__Provided passage__.
=== Begin Enclosure ===

Service fulfilment refers to the configuration and delivery of a service to a customer at one or more locations.

Service fulfilment is essential for an operator because it is how orders are turned into revenue. The more quickly and accurately a service is fulfilled, the sooner the operator gets paid. Prompt fulfilment also leads to greater customer satisfaction and reduced churn.

Early-adopter operators see NFV as a way to improve service fulfilment. Verizon is using its NFV-based service offering to speed up service fulfilment. When a customer orders a service, Verizon instructs the manufacturer to ship a server to the customer. Once connected and powered at the customer’s site, the server calls home and is configured. Combined with optional LTE, a customer can get a service on demand without waiting for a technician. This significantly improves the traditional model where a customer may wait weeks before being able to use the telco’s service.

 

Network automation 

Network automation uses machines instead of trained staff to operate the network. For NFV, the automated software tasks include configuration, operation and monitoring of network elements. 

The benefits of network automation include speed and accuracy of service fulfilment - humans can err - along with reduced operational costs.

Telcos have been using network automation for high-volume services and to manage complexity. That said, many operators include manual steps in their process. Such a hands-on approach doesn’t work with cloud technologies such as NFV. Cloud customers can acquire, deploy and operate services without any manual interaction from the webscale players. Likewise, NFV must be automated if telecom operators are to benefit from its potential.

Network automation is closely tied to orchestration. Commercial suppliers and open-source groups are working to ensure that service orders flow automatically from high-level systems down to implementation, dubbed flow-through provisioning and that ‘zero-touch’ provisioning that removes all manual steps becomes a reality. But for this to happen, open and standard interfaces are needed.

=== End Enclosure ===

__Exercise set__.
1/ In the passage on service fulfilment and network automation, rewrite the paragraph beginning "Early-adopter operators see NFV" as a short bulleted list that keeps its main facts.
2/ According to the service fulfilment passage, what does network automation use in place of trained staff to operate the network?
3/ Summarize the passage on service fulfilment and network automation in two sentences.

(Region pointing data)
=== Begin Enclosure ===

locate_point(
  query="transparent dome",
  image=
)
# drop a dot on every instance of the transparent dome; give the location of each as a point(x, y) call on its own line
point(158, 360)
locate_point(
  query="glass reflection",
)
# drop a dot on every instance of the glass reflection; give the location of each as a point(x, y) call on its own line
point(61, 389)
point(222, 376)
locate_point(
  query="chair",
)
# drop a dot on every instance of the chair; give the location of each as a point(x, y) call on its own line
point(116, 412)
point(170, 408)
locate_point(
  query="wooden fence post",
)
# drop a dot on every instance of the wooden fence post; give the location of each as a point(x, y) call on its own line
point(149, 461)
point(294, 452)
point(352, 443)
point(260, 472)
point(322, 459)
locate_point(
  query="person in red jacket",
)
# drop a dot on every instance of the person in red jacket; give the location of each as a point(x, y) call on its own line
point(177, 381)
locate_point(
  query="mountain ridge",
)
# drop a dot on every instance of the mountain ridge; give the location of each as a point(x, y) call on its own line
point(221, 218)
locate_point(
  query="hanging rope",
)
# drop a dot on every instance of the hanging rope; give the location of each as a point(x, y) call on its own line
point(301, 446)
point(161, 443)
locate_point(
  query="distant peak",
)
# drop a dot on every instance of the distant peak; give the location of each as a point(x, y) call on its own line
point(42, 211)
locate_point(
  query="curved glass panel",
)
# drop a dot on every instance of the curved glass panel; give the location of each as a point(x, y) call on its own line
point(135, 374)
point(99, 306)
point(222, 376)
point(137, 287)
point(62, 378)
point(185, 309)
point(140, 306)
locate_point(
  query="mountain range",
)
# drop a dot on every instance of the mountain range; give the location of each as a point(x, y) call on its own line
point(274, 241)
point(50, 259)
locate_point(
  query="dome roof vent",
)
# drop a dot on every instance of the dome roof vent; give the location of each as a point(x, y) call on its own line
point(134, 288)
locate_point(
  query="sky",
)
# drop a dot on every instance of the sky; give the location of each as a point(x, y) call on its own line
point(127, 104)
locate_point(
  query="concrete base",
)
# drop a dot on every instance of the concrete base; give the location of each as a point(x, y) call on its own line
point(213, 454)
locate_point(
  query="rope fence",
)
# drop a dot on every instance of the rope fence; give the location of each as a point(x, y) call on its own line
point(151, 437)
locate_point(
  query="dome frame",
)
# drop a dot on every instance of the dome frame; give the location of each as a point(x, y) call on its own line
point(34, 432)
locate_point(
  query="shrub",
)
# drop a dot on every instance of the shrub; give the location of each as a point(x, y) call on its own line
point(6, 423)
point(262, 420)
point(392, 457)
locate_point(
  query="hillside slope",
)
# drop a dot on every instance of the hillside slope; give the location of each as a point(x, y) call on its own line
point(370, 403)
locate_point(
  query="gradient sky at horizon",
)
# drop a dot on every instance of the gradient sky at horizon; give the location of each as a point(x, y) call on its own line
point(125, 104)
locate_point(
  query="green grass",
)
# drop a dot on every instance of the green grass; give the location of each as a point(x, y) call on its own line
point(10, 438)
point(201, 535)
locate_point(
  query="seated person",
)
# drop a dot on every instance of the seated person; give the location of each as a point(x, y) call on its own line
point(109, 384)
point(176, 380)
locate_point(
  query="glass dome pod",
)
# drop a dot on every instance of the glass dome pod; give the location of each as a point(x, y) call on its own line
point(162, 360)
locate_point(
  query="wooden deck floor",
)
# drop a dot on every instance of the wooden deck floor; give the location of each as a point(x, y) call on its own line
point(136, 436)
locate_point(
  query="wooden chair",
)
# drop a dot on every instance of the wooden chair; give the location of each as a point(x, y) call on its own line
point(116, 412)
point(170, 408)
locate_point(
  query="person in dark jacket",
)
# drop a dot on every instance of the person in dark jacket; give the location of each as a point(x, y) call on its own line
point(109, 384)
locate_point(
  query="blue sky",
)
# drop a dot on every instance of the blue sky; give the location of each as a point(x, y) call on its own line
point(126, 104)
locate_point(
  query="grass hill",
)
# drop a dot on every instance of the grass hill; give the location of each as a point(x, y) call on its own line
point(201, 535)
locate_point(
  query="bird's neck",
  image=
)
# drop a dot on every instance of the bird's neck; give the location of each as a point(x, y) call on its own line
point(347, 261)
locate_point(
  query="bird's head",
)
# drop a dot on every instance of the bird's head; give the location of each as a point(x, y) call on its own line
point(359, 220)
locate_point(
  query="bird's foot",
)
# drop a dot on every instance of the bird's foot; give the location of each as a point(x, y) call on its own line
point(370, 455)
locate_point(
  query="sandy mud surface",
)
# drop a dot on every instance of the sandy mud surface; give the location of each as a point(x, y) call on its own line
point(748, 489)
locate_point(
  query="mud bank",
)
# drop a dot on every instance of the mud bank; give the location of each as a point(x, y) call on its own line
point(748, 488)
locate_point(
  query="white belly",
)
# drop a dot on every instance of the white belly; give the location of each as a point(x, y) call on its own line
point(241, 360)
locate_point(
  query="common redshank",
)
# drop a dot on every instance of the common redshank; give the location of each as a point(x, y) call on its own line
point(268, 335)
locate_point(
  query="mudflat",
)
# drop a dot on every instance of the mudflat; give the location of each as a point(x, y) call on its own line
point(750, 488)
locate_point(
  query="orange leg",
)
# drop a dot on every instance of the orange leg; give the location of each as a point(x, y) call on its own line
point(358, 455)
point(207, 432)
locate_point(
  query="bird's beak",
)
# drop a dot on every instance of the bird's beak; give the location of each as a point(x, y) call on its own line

=== End Enclosure ===

__Your written answers__.
1/
- Early-adopter operators see NFV as a way to improve service fulfilment.
- Verizon uses its NFV-based service offering to speed up fulfilment.
- When a customer orders a service, Verizon has the manufacturer ship a server to the customer.
- Once the server is connected and powered at the customer's site, it calls home and is configured.
- With optional LTE, the customer can get service on demand without waiting for a technician.
- This is a big improvement over the traditional model, where a customer may wait weeks to use the service.

2/ Machines.

3/ Service fulfilment, the configuration and delivery of a service to a customer, turns orders into revenue, and operators like Verizon are using NFV to speed it up so customers can get service on demand without waiting for a technician. Network automation uses machines instead of staff to run the network, and it must replace manual steps if operators are to benefit from NFV, which requires open and standard interfaces for zero-touch provisioning.